== Reading passage ==
If you find yourself unable to control the never-ending river of racist/politically incorrect one-liners that come out of your mouth, fear not, for I am here to help. Self-control and decorum are for the weak, so a certain degree of tact is necessary in order to avoid making a scene or being mercilessly gang-stomped. Below are several of the most prominent and sensitive butts of the most common jokes, and the hows and whys of avoiding them. For your consideration, I present to you:
Bad Times To Tell Jokes About…
Most Dangerous Locales: Abortion Clinics/Birkenstock and Flannel sales
When: Any time.
Why You Should Keep Your Damn Mouth Shut: Because they will eat your soul, and possibly the rest of you, but only after removing your scrotum with the edge of a Bic lighter.
How to Avoid: Stop, look around, and ask yourself, “Are any of these women attractive/not hairy?” If there is an unsafe ratio, or an almost utter lack of bras, flee the scene.
Most Dangerous Locales: Churches with more than three lowered Escalades parked outside/Anywhere else
When: The warmer days of the year.
Why You Should Keep Your Damn Mouth Shut: Because they will, when angered, resort to righteous tirades on social injustice. Or they’ll beat you to death while making fun of your genitals.

== Extracted data ==
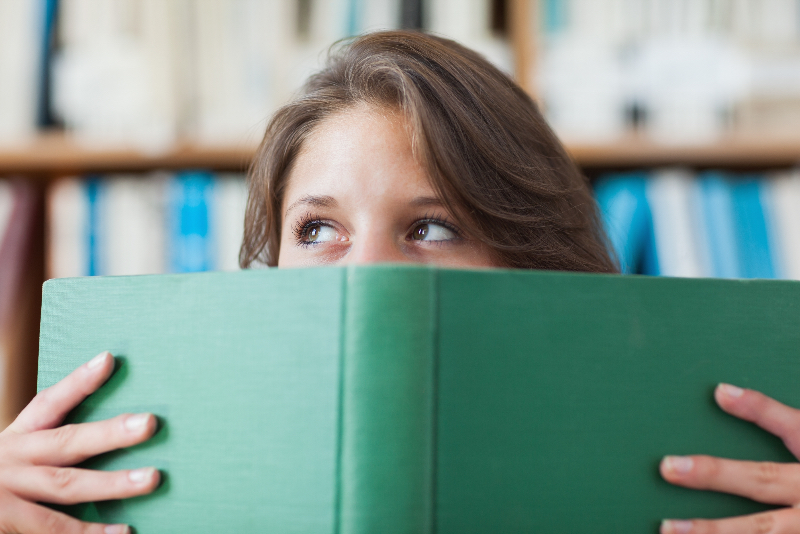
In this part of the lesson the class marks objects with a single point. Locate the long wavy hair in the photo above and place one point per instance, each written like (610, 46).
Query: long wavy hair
(489, 154)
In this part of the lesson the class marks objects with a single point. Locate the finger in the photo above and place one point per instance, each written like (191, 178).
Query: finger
(71, 486)
(72, 444)
(51, 405)
(29, 518)
(769, 414)
(766, 482)
(784, 521)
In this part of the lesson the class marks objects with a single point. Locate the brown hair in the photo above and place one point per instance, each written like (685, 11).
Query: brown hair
(490, 156)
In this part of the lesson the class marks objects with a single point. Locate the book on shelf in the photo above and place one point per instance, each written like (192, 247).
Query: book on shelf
(416, 399)
(147, 73)
(127, 224)
(680, 72)
(19, 214)
(710, 224)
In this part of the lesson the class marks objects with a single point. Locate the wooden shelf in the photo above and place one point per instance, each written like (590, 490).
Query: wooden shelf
(57, 155)
(732, 152)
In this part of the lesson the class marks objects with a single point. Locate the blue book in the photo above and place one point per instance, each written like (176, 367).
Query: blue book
(626, 216)
(717, 215)
(191, 247)
(755, 257)
(555, 16)
(44, 115)
(93, 248)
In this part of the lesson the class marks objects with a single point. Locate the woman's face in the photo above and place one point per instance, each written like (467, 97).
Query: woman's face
(356, 195)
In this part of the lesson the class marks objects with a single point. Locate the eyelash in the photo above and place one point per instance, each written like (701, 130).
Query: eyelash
(441, 220)
(301, 227)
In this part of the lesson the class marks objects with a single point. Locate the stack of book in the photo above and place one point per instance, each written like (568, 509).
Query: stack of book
(676, 223)
(20, 211)
(121, 225)
(149, 73)
(682, 71)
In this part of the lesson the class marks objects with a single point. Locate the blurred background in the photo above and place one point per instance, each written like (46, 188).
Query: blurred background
(126, 127)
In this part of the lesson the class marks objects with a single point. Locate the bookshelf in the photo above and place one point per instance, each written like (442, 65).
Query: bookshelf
(57, 155)
(54, 155)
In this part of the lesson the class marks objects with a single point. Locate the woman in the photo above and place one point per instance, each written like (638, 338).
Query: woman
(406, 148)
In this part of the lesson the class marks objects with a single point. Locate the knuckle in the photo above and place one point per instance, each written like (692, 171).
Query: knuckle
(763, 523)
(56, 523)
(708, 467)
(768, 473)
(64, 479)
(64, 435)
(700, 526)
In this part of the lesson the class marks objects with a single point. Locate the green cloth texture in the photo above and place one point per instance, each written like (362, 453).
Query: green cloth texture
(412, 399)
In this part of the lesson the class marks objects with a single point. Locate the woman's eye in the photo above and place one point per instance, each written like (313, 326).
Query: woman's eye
(319, 233)
(432, 232)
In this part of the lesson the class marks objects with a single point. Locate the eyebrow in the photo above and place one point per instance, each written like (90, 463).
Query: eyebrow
(323, 201)
(421, 202)
(326, 201)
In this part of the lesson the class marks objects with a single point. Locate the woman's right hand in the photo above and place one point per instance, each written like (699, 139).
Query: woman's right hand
(36, 454)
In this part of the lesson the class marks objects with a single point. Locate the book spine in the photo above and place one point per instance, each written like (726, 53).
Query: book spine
(755, 257)
(718, 223)
(386, 449)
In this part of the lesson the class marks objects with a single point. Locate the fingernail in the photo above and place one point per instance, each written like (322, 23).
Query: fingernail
(137, 422)
(678, 464)
(97, 360)
(731, 391)
(675, 527)
(137, 476)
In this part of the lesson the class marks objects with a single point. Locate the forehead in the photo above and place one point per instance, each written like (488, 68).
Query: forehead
(364, 151)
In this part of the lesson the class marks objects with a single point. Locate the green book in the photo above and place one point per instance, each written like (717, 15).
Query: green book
(419, 400)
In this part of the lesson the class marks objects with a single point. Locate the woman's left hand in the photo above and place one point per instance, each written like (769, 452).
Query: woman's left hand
(767, 482)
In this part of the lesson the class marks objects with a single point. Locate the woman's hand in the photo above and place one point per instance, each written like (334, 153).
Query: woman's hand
(766, 482)
(35, 455)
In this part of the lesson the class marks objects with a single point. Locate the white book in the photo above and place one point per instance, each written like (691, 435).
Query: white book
(468, 22)
(21, 28)
(783, 219)
(378, 15)
(239, 46)
(67, 229)
(670, 194)
(114, 78)
(131, 228)
(6, 207)
(227, 218)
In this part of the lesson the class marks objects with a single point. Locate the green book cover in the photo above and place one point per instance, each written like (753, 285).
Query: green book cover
(419, 400)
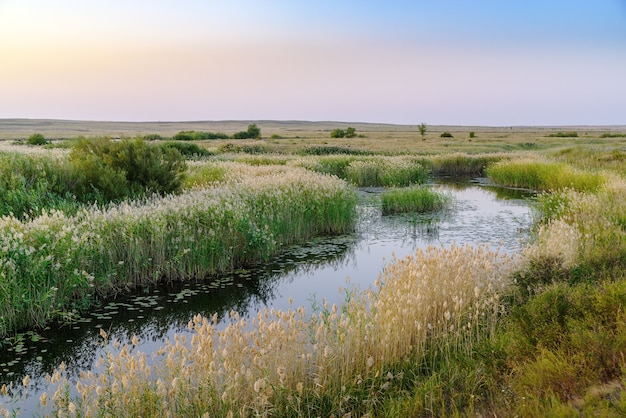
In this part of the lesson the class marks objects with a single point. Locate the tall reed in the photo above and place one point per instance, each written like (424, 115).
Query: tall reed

== Problem description ==
Please sum up the piece about bad times to tell jokes in two sentences. The rows are separate material and have no connection to the piece about bad times to tell jokes.

== Written solution ==
The piece offers help to people who cannot control their racist or politically incorrect one-liners, saying some tact is needed to avoid making a scene or being gang-stomped. It lists the most sensitive targets of common jokes, giving for each the most dangerous locales, when to be careful, why to keep quiet and how to avoid trouble.